-- Start of ITEMS --

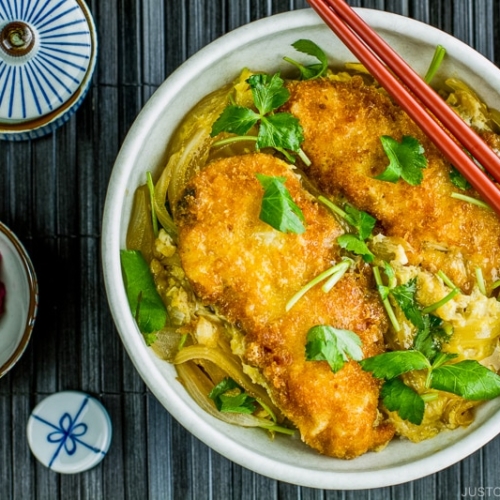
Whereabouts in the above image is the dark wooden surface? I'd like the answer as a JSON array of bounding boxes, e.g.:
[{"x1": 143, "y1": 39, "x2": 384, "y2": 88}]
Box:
[{"x1": 0, "y1": 0, "x2": 500, "y2": 500}]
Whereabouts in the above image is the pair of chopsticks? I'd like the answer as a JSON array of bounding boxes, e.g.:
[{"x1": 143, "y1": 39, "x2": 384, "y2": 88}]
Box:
[{"x1": 308, "y1": 0, "x2": 500, "y2": 215}]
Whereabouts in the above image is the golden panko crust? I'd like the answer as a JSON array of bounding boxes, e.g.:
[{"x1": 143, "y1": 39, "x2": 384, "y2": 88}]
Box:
[
  {"x1": 176, "y1": 153, "x2": 394, "y2": 458},
  {"x1": 283, "y1": 77, "x2": 500, "y2": 292}
]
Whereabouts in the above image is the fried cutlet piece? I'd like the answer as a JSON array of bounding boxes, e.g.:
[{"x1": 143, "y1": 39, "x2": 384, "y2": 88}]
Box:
[
  {"x1": 283, "y1": 77, "x2": 500, "y2": 291},
  {"x1": 176, "y1": 153, "x2": 394, "y2": 458}
]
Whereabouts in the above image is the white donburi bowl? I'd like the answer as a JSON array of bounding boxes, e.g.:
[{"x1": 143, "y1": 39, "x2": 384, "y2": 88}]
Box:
[{"x1": 102, "y1": 9, "x2": 500, "y2": 489}]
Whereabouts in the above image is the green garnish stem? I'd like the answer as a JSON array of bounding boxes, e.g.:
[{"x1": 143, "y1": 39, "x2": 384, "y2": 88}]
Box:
[
  {"x1": 285, "y1": 261, "x2": 347, "y2": 312},
  {"x1": 422, "y1": 288, "x2": 460, "y2": 314},
  {"x1": 373, "y1": 266, "x2": 401, "y2": 332},
  {"x1": 476, "y1": 267, "x2": 486, "y2": 295},
  {"x1": 297, "y1": 148, "x2": 311, "y2": 167},
  {"x1": 321, "y1": 259, "x2": 353, "y2": 293},
  {"x1": 177, "y1": 333, "x2": 188, "y2": 351}
]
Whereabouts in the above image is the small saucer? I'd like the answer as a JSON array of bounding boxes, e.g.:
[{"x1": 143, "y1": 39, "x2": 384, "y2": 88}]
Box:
[
  {"x1": 0, "y1": 222, "x2": 38, "y2": 377},
  {"x1": 27, "y1": 391, "x2": 112, "y2": 474}
]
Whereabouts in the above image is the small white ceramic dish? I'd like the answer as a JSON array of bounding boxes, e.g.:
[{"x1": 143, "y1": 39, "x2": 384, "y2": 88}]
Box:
[
  {"x1": 102, "y1": 9, "x2": 500, "y2": 489},
  {"x1": 0, "y1": 222, "x2": 38, "y2": 377},
  {"x1": 26, "y1": 391, "x2": 112, "y2": 474}
]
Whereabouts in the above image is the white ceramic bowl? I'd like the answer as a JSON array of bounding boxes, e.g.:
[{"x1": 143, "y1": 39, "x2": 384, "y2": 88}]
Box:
[
  {"x1": 102, "y1": 9, "x2": 500, "y2": 489},
  {"x1": 0, "y1": 222, "x2": 38, "y2": 377}
]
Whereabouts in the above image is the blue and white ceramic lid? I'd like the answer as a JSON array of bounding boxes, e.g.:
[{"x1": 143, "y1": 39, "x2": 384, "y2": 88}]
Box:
[
  {"x1": 26, "y1": 390, "x2": 112, "y2": 474},
  {"x1": 0, "y1": 0, "x2": 96, "y2": 140}
]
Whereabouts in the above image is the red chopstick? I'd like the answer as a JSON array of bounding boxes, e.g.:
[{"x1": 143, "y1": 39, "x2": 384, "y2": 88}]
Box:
[{"x1": 308, "y1": 0, "x2": 500, "y2": 215}]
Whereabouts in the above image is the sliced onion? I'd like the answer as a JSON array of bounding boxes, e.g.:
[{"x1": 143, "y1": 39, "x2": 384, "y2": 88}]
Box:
[
  {"x1": 126, "y1": 185, "x2": 155, "y2": 262},
  {"x1": 176, "y1": 360, "x2": 286, "y2": 429},
  {"x1": 174, "y1": 344, "x2": 282, "y2": 421}
]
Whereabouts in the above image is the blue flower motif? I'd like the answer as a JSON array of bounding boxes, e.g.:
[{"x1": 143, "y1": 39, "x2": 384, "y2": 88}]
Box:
[
  {"x1": 47, "y1": 413, "x2": 88, "y2": 455},
  {"x1": 33, "y1": 396, "x2": 106, "y2": 467}
]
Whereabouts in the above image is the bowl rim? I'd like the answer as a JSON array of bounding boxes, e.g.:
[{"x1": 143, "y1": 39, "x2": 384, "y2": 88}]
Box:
[
  {"x1": 0, "y1": 221, "x2": 38, "y2": 378},
  {"x1": 101, "y1": 8, "x2": 500, "y2": 490}
]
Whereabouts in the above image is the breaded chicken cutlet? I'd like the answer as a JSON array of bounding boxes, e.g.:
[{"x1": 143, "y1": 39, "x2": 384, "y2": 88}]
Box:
[
  {"x1": 176, "y1": 153, "x2": 394, "y2": 458},
  {"x1": 283, "y1": 77, "x2": 500, "y2": 292}
]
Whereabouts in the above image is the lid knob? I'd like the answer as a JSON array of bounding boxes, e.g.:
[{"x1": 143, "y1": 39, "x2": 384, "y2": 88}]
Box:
[{"x1": 0, "y1": 21, "x2": 35, "y2": 57}]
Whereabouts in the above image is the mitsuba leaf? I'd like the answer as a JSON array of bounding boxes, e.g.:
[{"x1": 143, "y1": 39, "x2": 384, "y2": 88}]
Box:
[
  {"x1": 430, "y1": 359, "x2": 500, "y2": 401},
  {"x1": 306, "y1": 325, "x2": 363, "y2": 372},
  {"x1": 337, "y1": 234, "x2": 374, "y2": 262},
  {"x1": 380, "y1": 378, "x2": 425, "y2": 425},
  {"x1": 210, "y1": 106, "x2": 260, "y2": 137},
  {"x1": 285, "y1": 39, "x2": 328, "y2": 80},
  {"x1": 120, "y1": 250, "x2": 168, "y2": 336},
  {"x1": 360, "y1": 351, "x2": 430, "y2": 380},
  {"x1": 255, "y1": 174, "x2": 306, "y2": 234},
  {"x1": 247, "y1": 73, "x2": 290, "y2": 115},
  {"x1": 208, "y1": 377, "x2": 255, "y2": 414},
  {"x1": 257, "y1": 113, "x2": 304, "y2": 151},
  {"x1": 375, "y1": 135, "x2": 427, "y2": 186}
]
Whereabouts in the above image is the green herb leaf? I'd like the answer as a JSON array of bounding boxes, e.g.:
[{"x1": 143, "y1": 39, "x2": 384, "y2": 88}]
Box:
[
  {"x1": 306, "y1": 325, "x2": 363, "y2": 372},
  {"x1": 360, "y1": 351, "x2": 431, "y2": 380},
  {"x1": 375, "y1": 135, "x2": 427, "y2": 186},
  {"x1": 449, "y1": 167, "x2": 472, "y2": 191},
  {"x1": 257, "y1": 113, "x2": 304, "y2": 152},
  {"x1": 247, "y1": 73, "x2": 290, "y2": 115},
  {"x1": 337, "y1": 234, "x2": 375, "y2": 262},
  {"x1": 380, "y1": 378, "x2": 425, "y2": 425},
  {"x1": 284, "y1": 39, "x2": 328, "y2": 80},
  {"x1": 210, "y1": 73, "x2": 310, "y2": 161},
  {"x1": 208, "y1": 377, "x2": 255, "y2": 414},
  {"x1": 120, "y1": 250, "x2": 168, "y2": 336},
  {"x1": 430, "y1": 359, "x2": 500, "y2": 401},
  {"x1": 255, "y1": 174, "x2": 306, "y2": 234},
  {"x1": 391, "y1": 278, "x2": 424, "y2": 329},
  {"x1": 413, "y1": 314, "x2": 450, "y2": 362},
  {"x1": 382, "y1": 260, "x2": 397, "y2": 289},
  {"x1": 210, "y1": 106, "x2": 260, "y2": 137},
  {"x1": 344, "y1": 203, "x2": 377, "y2": 240},
  {"x1": 424, "y1": 45, "x2": 446, "y2": 83}
]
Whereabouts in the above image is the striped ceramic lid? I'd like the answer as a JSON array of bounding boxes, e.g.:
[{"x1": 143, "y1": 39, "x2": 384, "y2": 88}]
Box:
[{"x1": 0, "y1": 0, "x2": 95, "y2": 139}]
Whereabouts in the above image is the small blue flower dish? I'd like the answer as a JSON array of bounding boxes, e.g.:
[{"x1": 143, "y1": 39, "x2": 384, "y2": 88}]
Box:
[
  {"x1": 27, "y1": 391, "x2": 112, "y2": 474},
  {"x1": 0, "y1": 0, "x2": 97, "y2": 141}
]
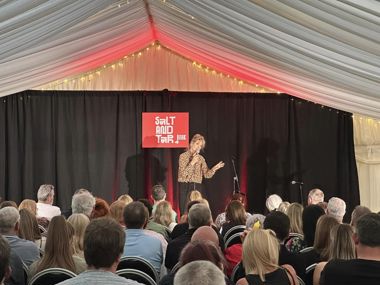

-- End of ITEMS --

*TASK GOAL:*
Copy out every line above from the one containing "Whereabouts in the above image is the green herb" through the end, with both ends included. Leave out the pictures.

*FULL OUTPUT:*
Whereabouts in the above image is the green herb leaf? I'd like the answer as a JSON array of bounding boxes, e.g.:
[{"x1": 143, "y1": 39, "x2": 384, "y2": 88}]
Box:
[
  {"x1": 306, "y1": 325, "x2": 363, "y2": 372},
  {"x1": 360, "y1": 351, "x2": 431, "y2": 380},
  {"x1": 375, "y1": 135, "x2": 427, "y2": 186},
  {"x1": 449, "y1": 167, "x2": 472, "y2": 191},
  {"x1": 257, "y1": 113, "x2": 304, "y2": 152},
  {"x1": 247, "y1": 73, "x2": 290, "y2": 115},
  {"x1": 337, "y1": 234, "x2": 375, "y2": 262},
  {"x1": 380, "y1": 378, "x2": 425, "y2": 425},
  {"x1": 284, "y1": 39, "x2": 328, "y2": 80},
  {"x1": 210, "y1": 73, "x2": 310, "y2": 161},
  {"x1": 208, "y1": 377, "x2": 255, "y2": 414},
  {"x1": 120, "y1": 250, "x2": 168, "y2": 336},
  {"x1": 430, "y1": 359, "x2": 500, "y2": 401},
  {"x1": 255, "y1": 174, "x2": 306, "y2": 234},
  {"x1": 391, "y1": 278, "x2": 424, "y2": 329},
  {"x1": 413, "y1": 314, "x2": 450, "y2": 362},
  {"x1": 382, "y1": 260, "x2": 397, "y2": 289},
  {"x1": 210, "y1": 106, "x2": 260, "y2": 137},
  {"x1": 344, "y1": 203, "x2": 377, "y2": 240},
  {"x1": 424, "y1": 45, "x2": 446, "y2": 83}
]
Whereabouts in the above image is the striped ceramic lid? I'd like the answer as a JSON array of bounding boxes, e.g.:
[{"x1": 143, "y1": 39, "x2": 384, "y2": 88}]
Box:
[{"x1": 0, "y1": 0, "x2": 95, "y2": 139}]
Whereabouts in the above image is the small blue flower dish? I'd like the answer as a JSON array of bounding boxes, e.g.:
[{"x1": 143, "y1": 39, "x2": 384, "y2": 88}]
Box:
[
  {"x1": 27, "y1": 391, "x2": 112, "y2": 474},
  {"x1": 0, "y1": 0, "x2": 97, "y2": 141}
]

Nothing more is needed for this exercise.